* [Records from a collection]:

========

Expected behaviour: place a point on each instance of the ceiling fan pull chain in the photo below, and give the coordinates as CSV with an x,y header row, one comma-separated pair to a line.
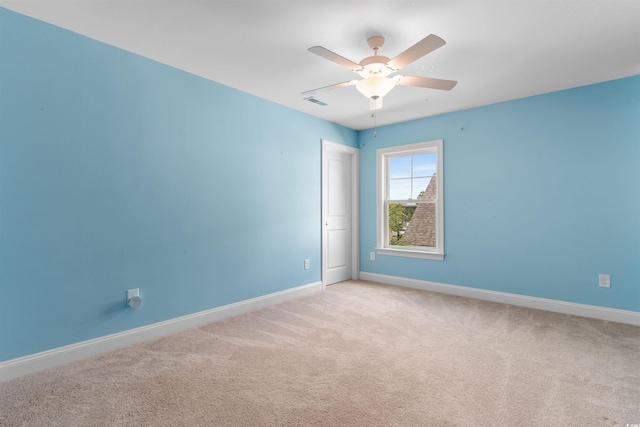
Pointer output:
x,y
372,103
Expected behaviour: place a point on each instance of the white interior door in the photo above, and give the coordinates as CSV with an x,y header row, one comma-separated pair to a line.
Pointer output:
x,y
339,241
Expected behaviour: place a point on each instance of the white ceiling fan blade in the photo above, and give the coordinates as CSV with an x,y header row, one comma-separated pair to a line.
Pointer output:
x,y
426,82
330,87
331,56
417,51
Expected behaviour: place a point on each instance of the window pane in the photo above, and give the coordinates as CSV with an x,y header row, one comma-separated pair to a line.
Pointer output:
x,y
400,167
424,164
419,187
412,224
400,189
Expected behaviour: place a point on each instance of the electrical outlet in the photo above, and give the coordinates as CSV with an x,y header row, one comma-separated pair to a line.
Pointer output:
x,y
604,280
133,298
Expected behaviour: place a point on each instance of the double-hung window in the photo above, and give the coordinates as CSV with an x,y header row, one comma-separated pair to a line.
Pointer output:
x,y
410,200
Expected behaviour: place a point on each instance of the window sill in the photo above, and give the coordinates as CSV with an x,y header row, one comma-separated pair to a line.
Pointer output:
x,y
411,254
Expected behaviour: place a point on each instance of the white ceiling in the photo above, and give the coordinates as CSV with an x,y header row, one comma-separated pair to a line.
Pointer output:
x,y
496,50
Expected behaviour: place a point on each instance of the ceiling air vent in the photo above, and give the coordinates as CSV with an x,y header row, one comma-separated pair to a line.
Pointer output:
x,y
316,101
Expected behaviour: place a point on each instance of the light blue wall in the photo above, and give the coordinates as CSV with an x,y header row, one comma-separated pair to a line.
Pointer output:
x,y
541,195
118,172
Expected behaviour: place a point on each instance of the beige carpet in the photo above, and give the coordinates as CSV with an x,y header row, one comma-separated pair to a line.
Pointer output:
x,y
358,354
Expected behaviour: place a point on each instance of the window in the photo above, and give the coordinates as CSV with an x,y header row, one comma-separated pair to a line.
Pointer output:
x,y
410,200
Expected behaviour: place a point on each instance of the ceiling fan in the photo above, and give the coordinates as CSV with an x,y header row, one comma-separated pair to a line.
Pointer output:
x,y
375,70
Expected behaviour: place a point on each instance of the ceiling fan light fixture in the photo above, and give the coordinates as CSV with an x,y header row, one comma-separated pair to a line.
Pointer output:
x,y
375,66
375,87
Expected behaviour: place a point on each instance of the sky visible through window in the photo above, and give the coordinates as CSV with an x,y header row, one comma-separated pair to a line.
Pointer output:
x,y
410,175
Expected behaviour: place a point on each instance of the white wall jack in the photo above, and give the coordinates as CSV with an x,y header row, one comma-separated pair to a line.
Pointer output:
x,y
133,298
604,280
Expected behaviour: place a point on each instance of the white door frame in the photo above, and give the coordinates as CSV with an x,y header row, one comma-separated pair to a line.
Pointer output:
x,y
354,154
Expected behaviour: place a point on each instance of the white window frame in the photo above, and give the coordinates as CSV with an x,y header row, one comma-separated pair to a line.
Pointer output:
x,y
382,229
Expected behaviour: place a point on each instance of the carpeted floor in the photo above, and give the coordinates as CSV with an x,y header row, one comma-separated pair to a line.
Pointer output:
x,y
357,354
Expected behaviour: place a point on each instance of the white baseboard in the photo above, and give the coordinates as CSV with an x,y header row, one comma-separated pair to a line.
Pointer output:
x,y
592,311
15,368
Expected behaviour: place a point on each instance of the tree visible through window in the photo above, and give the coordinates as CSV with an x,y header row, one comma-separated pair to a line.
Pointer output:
x,y
410,200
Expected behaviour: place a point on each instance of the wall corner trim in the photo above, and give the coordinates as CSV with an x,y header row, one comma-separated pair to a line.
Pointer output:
x,y
32,363
583,310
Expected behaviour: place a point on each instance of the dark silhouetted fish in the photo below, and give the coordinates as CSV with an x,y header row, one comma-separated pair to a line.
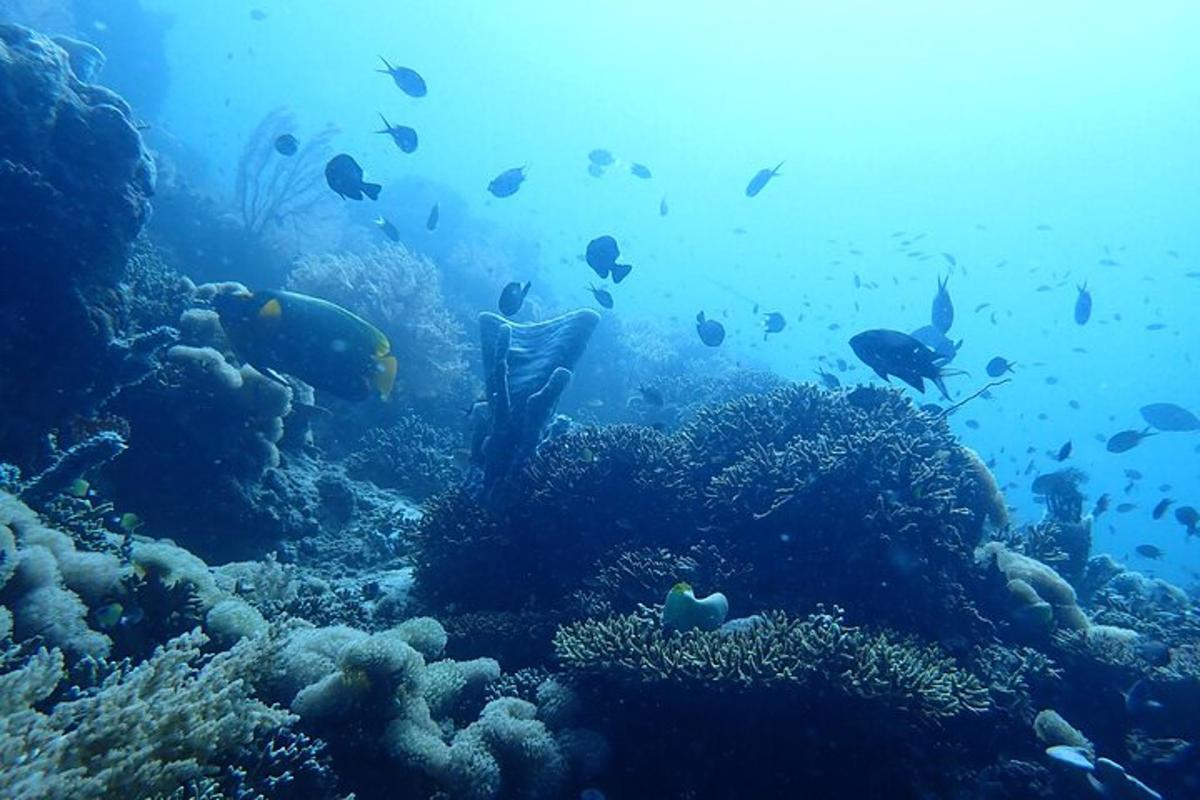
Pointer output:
x,y
388,229
773,323
1083,305
402,137
761,179
507,182
345,176
313,340
893,353
287,144
711,331
1161,507
1127,440
942,312
601,157
603,296
1169,416
407,80
999,366
511,298
937,342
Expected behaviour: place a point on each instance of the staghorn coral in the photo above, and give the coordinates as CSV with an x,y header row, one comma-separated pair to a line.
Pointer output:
x,y
399,292
808,488
171,721
815,654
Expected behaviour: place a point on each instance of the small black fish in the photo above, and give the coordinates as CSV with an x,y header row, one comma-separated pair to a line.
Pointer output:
x,y
773,323
711,331
1161,507
1150,552
942,312
1083,305
402,137
1169,416
511,298
345,176
388,229
507,182
828,379
407,80
651,395
287,144
999,366
761,179
601,157
601,295
1127,440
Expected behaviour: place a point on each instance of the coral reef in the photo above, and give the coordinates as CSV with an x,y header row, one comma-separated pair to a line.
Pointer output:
x,y
808,489
75,188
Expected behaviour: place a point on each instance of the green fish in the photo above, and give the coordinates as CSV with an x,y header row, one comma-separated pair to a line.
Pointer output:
x,y
313,340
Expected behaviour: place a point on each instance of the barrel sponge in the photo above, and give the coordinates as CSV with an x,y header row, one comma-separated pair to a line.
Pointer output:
x,y
508,734
449,684
42,607
232,620
424,635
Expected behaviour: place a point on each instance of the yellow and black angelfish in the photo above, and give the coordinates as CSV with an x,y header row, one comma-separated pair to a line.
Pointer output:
x,y
313,340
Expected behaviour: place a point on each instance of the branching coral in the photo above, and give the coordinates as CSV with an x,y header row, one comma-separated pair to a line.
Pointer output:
x,y
148,729
815,654
399,292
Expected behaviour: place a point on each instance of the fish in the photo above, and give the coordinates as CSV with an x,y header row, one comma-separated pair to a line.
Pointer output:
x,y
1127,440
828,379
761,179
287,144
313,340
1169,416
603,296
601,158
711,331
507,182
406,79
1161,507
893,353
1083,305
999,366
773,323
403,137
345,176
942,312
388,229
1149,551
1188,517
511,298
651,395
937,342
601,256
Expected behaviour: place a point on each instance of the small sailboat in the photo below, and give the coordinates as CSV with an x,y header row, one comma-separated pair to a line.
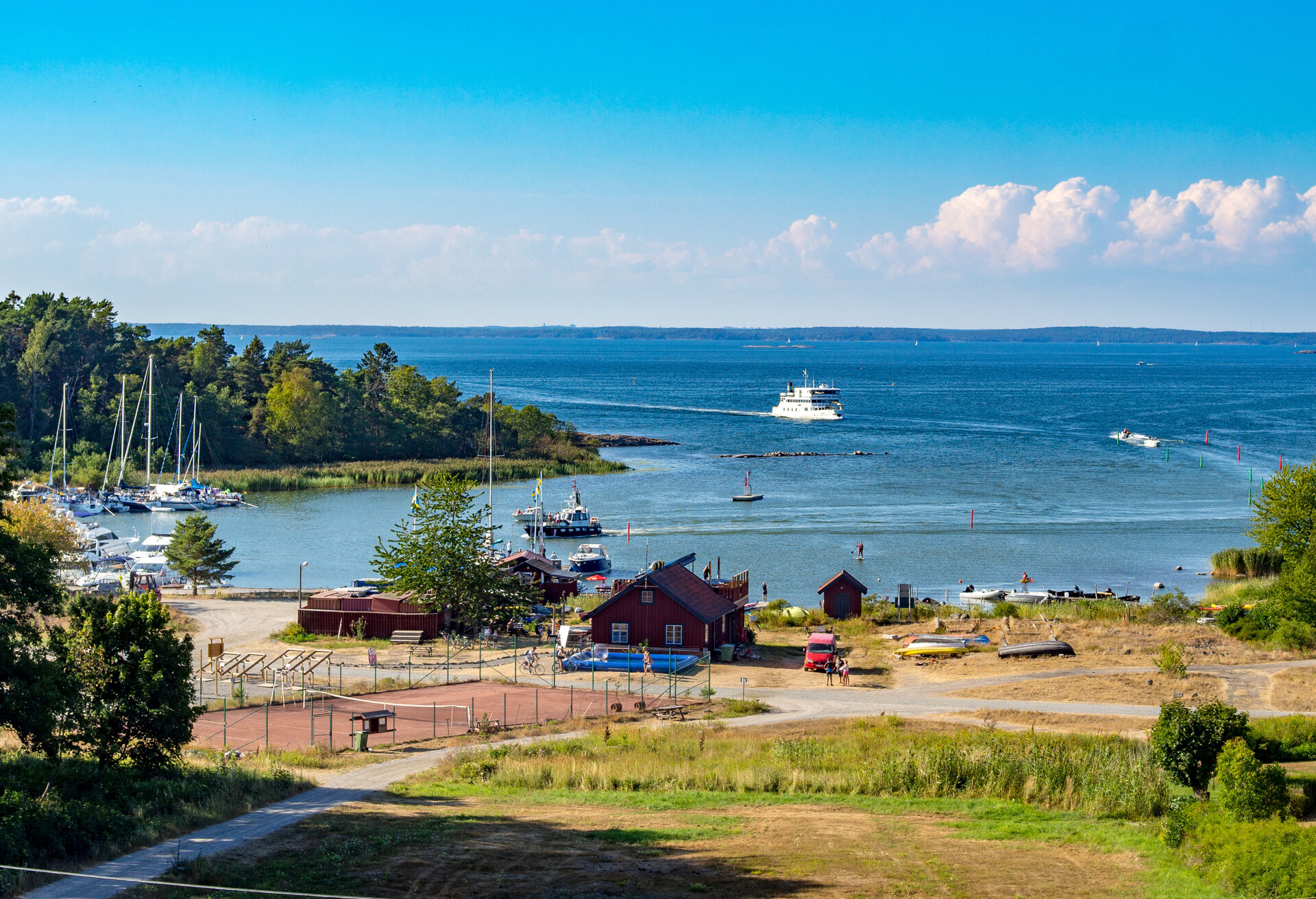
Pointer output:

========

* [AIM OF THE TASK]: Copy these entries precisely and drop any picture.

* [COMPLETED TASK]:
Expected behaviour: place a point on each instance of the ceiling fan pull chain in the photo below, and give the coordinates as CSV with an x,y header row, one comma-separated pair to a line.
Pointer output:
x,y
372,103
Expected behaviour: place a point on each instance of the white interior door in the photo above, and give the coordinates as CSV with an x,y header row, one comma-separated pair to a line.
Pointer output:
x,y
339,241
Expected behaviour: place a point on each instance of the white ceiling fan blade in the photo above, and give the coordinates as CSV with an x,y header row, one comma-separated pair to a line.
Pointer output:
x,y
426,82
330,87
331,56
417,51
Expected behaviour: place a point on each instance of the window pane in the photo above, and give the coordinates as CSV with an x,y header row, one comma-separated pair to a line.
Pointer output:
x,y
400,167
424,164
419,187
412,224
400,189
Expected behaviour: place a point on each instance of the electrical outlet in the photo above, and give the coordinates as CSV with an x,y header row, one comma-separated pair to a line.
Pointer output:
x,y
604,280
133,298
Expected behaviour: place a point on each instance of the double-hung window in the photo above, and give the coordinates as CSV with an x,y header row, one comma-separated pair to a line.
Pointer output:
x,y
410,200
Expected behaviour: place a point on each instance of the window sill in the photo above, and give the coordinates as CSV with an x,y header row, one comma-separated pair to a line.
Pointer output:
x,y
411,254
Expected behaviour: place a point on each instance of the white ceiling in the photo above, and give the coordinates as CSV with an x,y header row, one comma-separated pair to a line.
Pointer output:
x,y
496,50
Expected behaviour: place a point on each instance of the ceiling air vent in the photo above, and give the coordinates as CSV with an x,y header row, one comma-separated pair to a line.
Pointer output:
x,y
316,101
Expected behaviour: place a point on each instance of the light blue wall in the photo above, and give the coordinates as CSV with an x,y header row, one comma-separated pair to a line.
Pointer output:
x,y
541,195
118,172
Expected behaviour: place a point on each instance of the beige carpet in the photo above, and give the coordinates as CSV with an x,y header row, one comma-separated pair to a line.
Pointer output:
x,y
358,354
Expected behaviour: place a point on each instance of the window in the photo above, and give the coordinates as CSV with an x,y header row, one comma-separated pair to a line.
Pointer output:
x,y
410,200
Expected behaviour: place a point on each instance of the ceiling fan in the photo above, and give the coordinates as CSV with an x,y header row, one comma-separated pair to a line.
Pointer output:
x,y
375,70
Expected behaviour: place a point on each instance of the ceiling fan light fixture in the photo above, and give the coordinates as CSV with an x,y header row, one comma-separated pair to a line.
Pointer output:
x,y
375,66
375,87
Expected behaviour: place a point on each instance of the sky visible through window in the photo above, and give the coordinates as CSV with an x,y header row, one comma-separated pair to a line.
Pointer output:
x,y
410,175
Expected behaviour: place a point on each instance of the white wall jack in the photo above, and give the coordinates as CSV with an x,y header row, one comma-separated pair to a line.
Pointer output:
x,y
133,298
604,280
Expected behaviour: place a point on each instance of the white door frame in the photo above, and give the coordinates as CSV with an x,y header row, one comma-separated pair to a line.
Pointer output:
x,y
354,154
Expected behaviour: place a point on each instance of the white window frame in the photo above, and give the coordinates as CSV with an x,y header row, one comma-separated pair to a line.
Pointer output:
x,y
382,229
Expected behaviour: place a point on each instance of the carpeted floor in the photo above, and give the coordinates as CSV with an x,y header row, one comma-separated pair to a line.
Pointer output:
x,y
357,354
Expected behaviour: place a point on each instance of the white baseboard in the photo above, and give the coordinates as CSV with an x,y header row, one comma-separated pair to a line.
Pointer output:
x,y
592,311
15,368
Expected behaviour: place a point on each instance of the tree visible through window in the photo above, and give the coordinates as CSV with an x,y header row, one comma-separated pair to a line.
Pointer output:
x,y
410,200
Expected behaviour: place a point on each instance of the wall corner trim in the photo above, and give the coordinates as CSV with an x,y header row, one comma-separated pair to a line.
Pointer output:
x,y
32,363
583,310
Expected behaviour: place a point on each instance of the dark silhouetted fish in the photo below, and give the coordinates as CSV with an x,y header row, one comma-separated pair to a line.
Pointer output:
x,y
388,229
773,323
1083,305
402,137
761,179
507,182
345,176
313,340
893,353
287,144
711,331
1161,507
1127,440
942,312
601,157
603,296
1169,416
407,80
999,366
511,298
937,342
Expected behaviour: place a point on each instance of the staghorn coral in the photo above, and give the coordinates as CSV with an x,y header row, one comma-separated pair to a line.
Pointer output:
x,y
399,292
808,488
171,721
815,654
Expected behaviour: place a point on each instance of the small black fish in the photo above, and give the coordinates as CSV with an x,y header row, one comma-separated pair to a line.
Pointer output:
x,y
773,323
711,331
1161,507
1150,552
942,312
1083,305
402,137
1169,416
511,298
345,176
388,229
507,182
828,379
407,80
651,395
287,144
999,366
761,179
601,157
601,295
1127,440
Expected behaviour: place a point on each instance of the coral reef in the photo above, and give the coordinates as CSV with an x,y header row, one comma-separated pair to a line.
Pointer output:
x,y
808,489
75,188
Expected behaviour: place a point on each instance of the green fish in the photo above, and give the coordinates as CSV with an x,y header row, one comma-separated pair to a line.
Pointer output:
x,y
313,340
Expected behaviour: place a point on each instance of the barrel sponge in the photo above, and give the coordinates as CSV with an x,y header row, one comma-separated pair to a line.
Pointer output:
x,y
508,734
449,684
42,607
232,620
424,635
Expected behaviour: place a point on each instance of the yellow and black angelfish in the photo above, and give the coordinates as CSV with an x,y header row, one comma-separated pair to a line.
Pointer output:
x,y
313,340
Expected behaviour: place a point on each instance of the branching coral in the photo above, and give the coordinates as CSV with an x,y header row, one comma-separated pair to a line.
Pointer output:
x,y
148,729
815,654
399,292
Expected behaviour: place a point on each instance of the fish in the photo above, and give the coordinates as CSV with an x,y header row, one comma-separated pair to a line.
Pointer output:
x,y
1127,440
828,379
761,179
287,144
313,340
1169,416
603,296
601,158
711,331
507,182
406,79
1161,507
893,353
1083,305
999,366
773,323
403,137
345,176
942,312
388,229
1149,551
1188,517
511,298
651,395
937,342
601,256
Expected behaviour: place a point on each instance of the small sailboat in the photo below, and give the coordinates as CSV with an x,y header row, one comma-separated pair to a line.
Pointer output:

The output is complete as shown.